§ Text excerpt
Reputation: 121
I have a PostgreSQL database with 4 tables - Table A, B, C and D. Table A has three columns which are IDs from the other three tables.
Something like this:
TABLE A
--------------------------
| id | B_id | C_id | D_id |
---------------------------
I already have several thousand rows of data in tables B, C, D, and now want to generate an insert script for table A, by selecting data from the other 3 based on some conditions.
I tried as follows:
INSERT INTO A (B_id, C_id, D_id) VALUES ((SELECT id FROM B WHERE CONDITION), (SELECT id FROM C WHERE CONDITION), (SELECT id FROM D WHERE CONDITION)),((SELECT id FROM B WHERE CONDITION), (SELECT id FROM C WHERE CONDITION), (SELECT id FROM D WHERE CONDITION)),((SELECT id FROM B WHERE CONDITION), (SELECT id FROM C WHERE CONDITION), (SELECT id FROM D WHERE CONDITION)), ....;
However, with a big amount of rows this takes ages and then fails.
I am wondering if I'm doing this right and if not, what would be the most efficient way of achieving what I want.
More detailed info and example data
Accounts
---------------------------------------------
| id | firstName | lastName | email (unique)|
---------------------------------------------
1 Account One [email protected]
Groups
----------------------
| id | name (unique) |
----------------------
1 Group One
Titles
----------------------
| id | name (unique) |
----------------------
1 Title One
Table A then contains an id from each of these as mentioned:
A
------------------------------------
| id | accountId | groupId | titleId
------------------------------------
1 1 1 1
For each account (each unique email), I programmatically generate an insert statement
INSERT INTO A (accountId, groupId, titleId)
VALUES (
(SELECT id FROM accounts WHERE email = {EMAIL}),
(SELECT id FROM groups WHERE name = {groupName}),
(SELECT id FROM titles WHERE name = {titleName}))
As mentioned there will be several thousand (aprox 15000) insert statements generated. The condition values are programmatically added from some parsed data in my script.

§ Record list
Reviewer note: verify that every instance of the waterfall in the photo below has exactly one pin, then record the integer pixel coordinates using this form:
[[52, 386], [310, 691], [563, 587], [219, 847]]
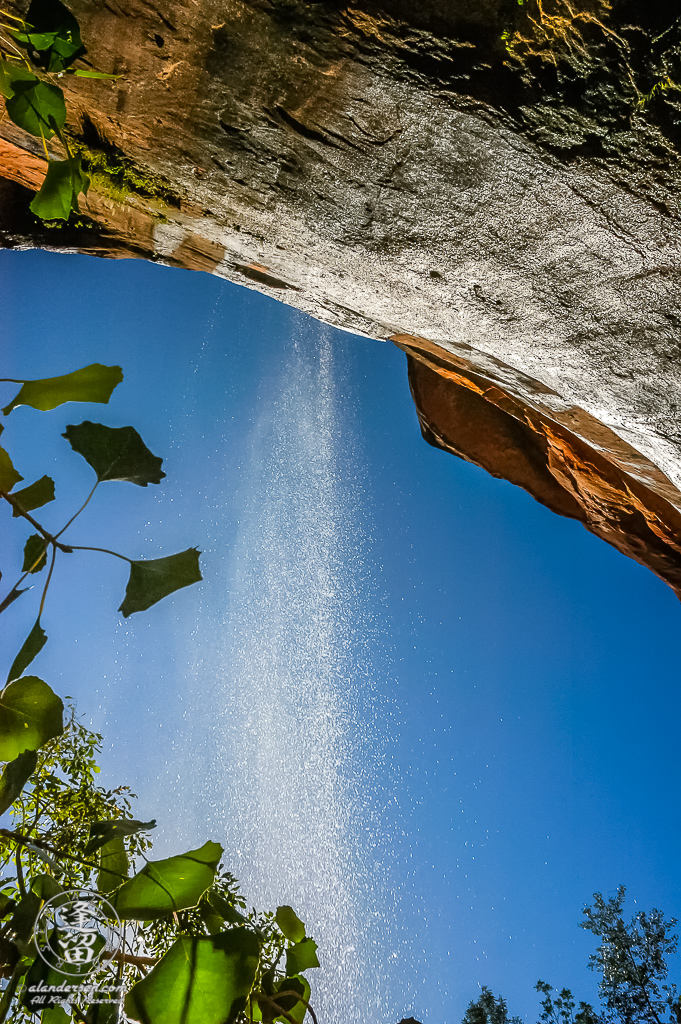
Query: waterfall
[[284, 687]]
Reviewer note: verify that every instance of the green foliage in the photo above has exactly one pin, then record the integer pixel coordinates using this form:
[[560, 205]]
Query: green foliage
[[115, 454], [199, 981], [30, 715], [35, 496], [487, 1010], [35, 553], [560, 1009], [64, 182], [164, 887], [152, 580], [8, 475], [93, 383], [31, 647], [51, 40], [632, 962], [37, 108], [301, 955], [212, 963], [53, 31], [14, 776], [10, 75], [290, 923], [102, 833]]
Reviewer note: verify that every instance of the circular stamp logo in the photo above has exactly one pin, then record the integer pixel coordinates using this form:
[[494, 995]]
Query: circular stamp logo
[[75, 930]]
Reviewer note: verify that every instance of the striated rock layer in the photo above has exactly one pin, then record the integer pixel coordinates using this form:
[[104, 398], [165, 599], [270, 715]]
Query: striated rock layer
[[502, 179]]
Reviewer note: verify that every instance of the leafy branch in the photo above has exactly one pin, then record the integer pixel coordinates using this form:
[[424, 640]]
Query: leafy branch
[[190, 953], [34, 54]]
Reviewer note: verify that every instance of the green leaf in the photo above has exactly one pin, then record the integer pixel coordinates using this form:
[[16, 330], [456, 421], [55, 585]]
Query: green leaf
[[30, 715], [11, 73], [36, 993], [31, 647], [93, 74], [199, 981], [102, 1013], [301, 956], [35, 496], [103, 832], [93, 383], [211, 920], [14, 776], [152, 580], [115, 453], [51, 20], [46, 887], [11, 597], [7, 905], [114, 863], [56, 1015], [37, 108], [25, 916], [291, 1004], [164, 886], [35, 554], [58, 194], [290, 924], [36, 40], [8, 475], [225, 909]]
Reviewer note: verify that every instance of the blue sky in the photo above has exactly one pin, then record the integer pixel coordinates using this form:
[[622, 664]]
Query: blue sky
[[516, 679]]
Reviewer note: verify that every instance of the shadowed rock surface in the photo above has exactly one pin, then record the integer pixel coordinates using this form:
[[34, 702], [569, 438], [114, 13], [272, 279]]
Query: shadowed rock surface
[[495, 186]]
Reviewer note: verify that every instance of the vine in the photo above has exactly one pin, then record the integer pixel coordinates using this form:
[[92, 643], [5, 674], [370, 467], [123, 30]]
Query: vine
[[35, 53], [190, 953]]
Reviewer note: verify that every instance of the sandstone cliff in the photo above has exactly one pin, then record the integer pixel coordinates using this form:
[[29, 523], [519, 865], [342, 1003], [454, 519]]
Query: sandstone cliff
[[495, 186]]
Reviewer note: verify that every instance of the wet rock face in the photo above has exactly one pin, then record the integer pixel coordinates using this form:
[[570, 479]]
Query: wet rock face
[[499, 178], [586, 472]]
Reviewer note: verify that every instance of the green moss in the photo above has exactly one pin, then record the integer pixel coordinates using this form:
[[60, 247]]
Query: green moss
[[116, 176]]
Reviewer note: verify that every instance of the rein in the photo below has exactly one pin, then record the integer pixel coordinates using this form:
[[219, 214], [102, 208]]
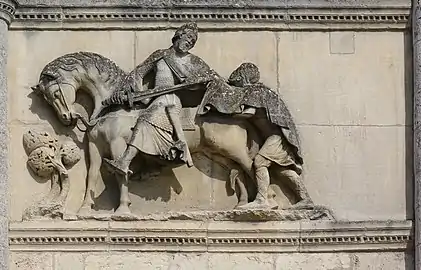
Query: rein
[[88, 125]]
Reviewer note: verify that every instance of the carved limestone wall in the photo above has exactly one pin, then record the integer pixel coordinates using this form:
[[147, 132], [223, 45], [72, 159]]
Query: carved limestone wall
[[344, 72]]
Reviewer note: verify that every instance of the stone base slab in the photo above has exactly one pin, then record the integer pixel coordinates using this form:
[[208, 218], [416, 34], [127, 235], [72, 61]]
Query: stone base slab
[[215, 236]]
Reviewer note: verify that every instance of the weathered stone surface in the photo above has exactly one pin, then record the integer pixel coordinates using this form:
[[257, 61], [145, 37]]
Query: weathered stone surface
[[242, 261], [69, 261], [219, 3], [329, 261], [343, 89], [384, 261], [342, 42], [32, 260], [189, 261], [373, 157]]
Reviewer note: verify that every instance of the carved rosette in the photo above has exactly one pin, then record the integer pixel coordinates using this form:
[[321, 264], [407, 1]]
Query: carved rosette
[[49, 158], [7, 10]]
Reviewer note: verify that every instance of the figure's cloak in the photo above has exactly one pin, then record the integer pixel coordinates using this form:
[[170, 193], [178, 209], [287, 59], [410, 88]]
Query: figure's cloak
[[197, 72], [228, 99]]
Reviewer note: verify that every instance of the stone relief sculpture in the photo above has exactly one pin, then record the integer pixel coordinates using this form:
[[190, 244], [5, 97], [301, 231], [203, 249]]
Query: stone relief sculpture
[[245, 97], [49, 158], [137, 114]]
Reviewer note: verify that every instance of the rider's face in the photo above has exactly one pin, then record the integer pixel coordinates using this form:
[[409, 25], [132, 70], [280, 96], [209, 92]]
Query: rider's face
[[185, 42]]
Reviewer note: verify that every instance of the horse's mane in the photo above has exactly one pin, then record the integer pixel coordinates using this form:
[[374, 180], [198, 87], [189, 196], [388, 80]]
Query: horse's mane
[[83, 62]]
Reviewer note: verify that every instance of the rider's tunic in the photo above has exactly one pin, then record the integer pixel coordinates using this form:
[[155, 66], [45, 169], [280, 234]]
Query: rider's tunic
[[154, 133]]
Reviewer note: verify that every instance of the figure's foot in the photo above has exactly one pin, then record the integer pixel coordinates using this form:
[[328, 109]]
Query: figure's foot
[[85, 210], [123, 213], [303, 204], [185, 155], [117, 168], [240, 204], [257, 205]]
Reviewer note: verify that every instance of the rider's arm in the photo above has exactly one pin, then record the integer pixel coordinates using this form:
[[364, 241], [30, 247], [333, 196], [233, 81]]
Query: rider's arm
[[136, 76]]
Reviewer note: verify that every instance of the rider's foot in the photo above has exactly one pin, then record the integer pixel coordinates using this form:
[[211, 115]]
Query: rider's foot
[[304, 204], [185, 156], [257, 205], [117, 168]]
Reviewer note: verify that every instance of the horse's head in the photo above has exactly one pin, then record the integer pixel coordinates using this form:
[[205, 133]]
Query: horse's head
[[60, 94]]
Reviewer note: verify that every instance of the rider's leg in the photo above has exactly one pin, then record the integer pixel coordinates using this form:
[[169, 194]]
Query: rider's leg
[[174, 115], [297, 186], [261, 165], [122, 164]]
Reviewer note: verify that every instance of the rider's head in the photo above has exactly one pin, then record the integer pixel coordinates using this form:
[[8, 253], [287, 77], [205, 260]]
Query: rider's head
[[246, 73], [185, 37]]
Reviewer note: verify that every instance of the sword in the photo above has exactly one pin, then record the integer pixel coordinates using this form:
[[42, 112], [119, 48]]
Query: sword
[[127, 96]]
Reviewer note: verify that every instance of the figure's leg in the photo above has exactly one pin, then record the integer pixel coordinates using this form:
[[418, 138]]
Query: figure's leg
[[174, 115], [261, 165], [93, 175], [65, 188], [121, 165], [297, 186], [123, 210], [55, 188], [241, 184]]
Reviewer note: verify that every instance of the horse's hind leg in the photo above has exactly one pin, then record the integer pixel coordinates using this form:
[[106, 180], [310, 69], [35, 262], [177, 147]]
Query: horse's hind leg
[[93, 175]]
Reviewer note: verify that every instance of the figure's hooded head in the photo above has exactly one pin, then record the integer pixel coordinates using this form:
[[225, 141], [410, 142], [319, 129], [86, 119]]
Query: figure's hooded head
[[245, 74], [185, 37]]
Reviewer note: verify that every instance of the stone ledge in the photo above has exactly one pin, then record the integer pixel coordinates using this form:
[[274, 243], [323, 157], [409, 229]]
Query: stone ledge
[[213, 17], [210, 236]]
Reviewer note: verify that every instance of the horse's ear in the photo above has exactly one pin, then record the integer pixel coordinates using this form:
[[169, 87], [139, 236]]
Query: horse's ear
[[36, 89]]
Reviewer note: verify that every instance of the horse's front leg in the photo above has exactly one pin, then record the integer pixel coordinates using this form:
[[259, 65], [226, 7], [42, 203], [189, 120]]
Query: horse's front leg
[[123, 211], [93, 175]]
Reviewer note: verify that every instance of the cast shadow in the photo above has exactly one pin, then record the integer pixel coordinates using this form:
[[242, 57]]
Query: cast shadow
[[409, 173]]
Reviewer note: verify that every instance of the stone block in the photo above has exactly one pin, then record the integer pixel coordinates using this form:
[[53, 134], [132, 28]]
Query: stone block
[[364, 88], [128, 261], [244, 261], [31, 261], [384, 261], [320, 261], [342, 42], [189, 261], [360, 172], [69, 261]]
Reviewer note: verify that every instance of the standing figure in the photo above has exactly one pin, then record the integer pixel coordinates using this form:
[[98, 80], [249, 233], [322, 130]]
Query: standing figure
[[244, 96], [158, 130]]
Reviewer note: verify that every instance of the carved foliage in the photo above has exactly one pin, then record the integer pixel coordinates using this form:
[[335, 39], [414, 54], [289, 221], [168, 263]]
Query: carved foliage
[[48, 158]]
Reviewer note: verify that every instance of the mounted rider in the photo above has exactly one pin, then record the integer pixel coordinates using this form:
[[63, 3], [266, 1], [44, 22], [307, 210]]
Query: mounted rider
[[158, 130]]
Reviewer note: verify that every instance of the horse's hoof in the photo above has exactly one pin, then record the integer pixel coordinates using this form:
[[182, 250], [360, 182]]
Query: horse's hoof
[[85, 211], [123, 213], [255, 206], [114, 167], [240, 204]]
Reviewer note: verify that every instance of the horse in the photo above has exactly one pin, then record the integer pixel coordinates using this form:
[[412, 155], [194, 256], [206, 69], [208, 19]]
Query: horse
[[99, 77]]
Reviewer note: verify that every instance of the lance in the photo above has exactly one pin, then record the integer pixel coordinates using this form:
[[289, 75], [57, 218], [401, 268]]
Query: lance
[[129, 97]]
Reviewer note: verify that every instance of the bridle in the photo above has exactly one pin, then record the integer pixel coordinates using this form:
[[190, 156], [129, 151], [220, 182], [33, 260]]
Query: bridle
[[62, 97], [73, 115]]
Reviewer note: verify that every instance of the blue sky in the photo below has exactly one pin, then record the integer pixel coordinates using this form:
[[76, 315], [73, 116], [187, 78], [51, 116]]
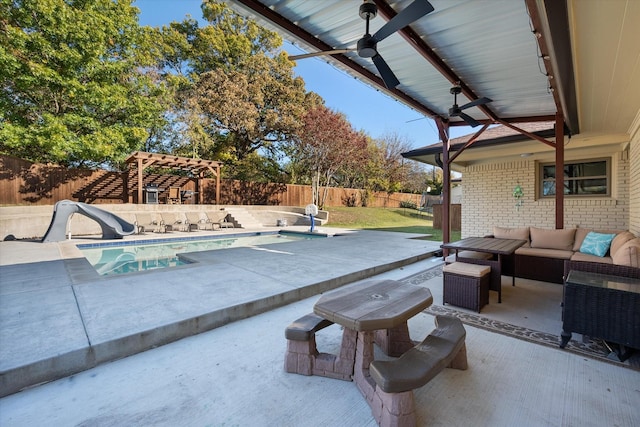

§ Direction 1
In the PostgreSQL insert thread, swap "insert statements" for "INSERT queries" and give the stretch from "As mentioned there" through "in my script." again with that change.
§ Direction 2
Summarize the PostgreSQL insert thread in two sentences.
The records were drawn from a separate source and are unrelated to the text.

§ Response 1
As mentioned there will be several thousand (aprox 15000) INSERT queries generated. The condition values are programmatically added from some parsed data in my script.

§ Response 2
The poster has a PostgreSQL table A whose columns hold IDs from three other tables (accounts, groups and titles) and wants to fill it by selecting those IDs from the other tables based on conditions. They programmatically generate one INSERT statement with subqueries for each account, about 15,000 in all, but with a big amount of rows this takes ages and then fails, so they ask whether they are doing it right and what the most efficient approach would be.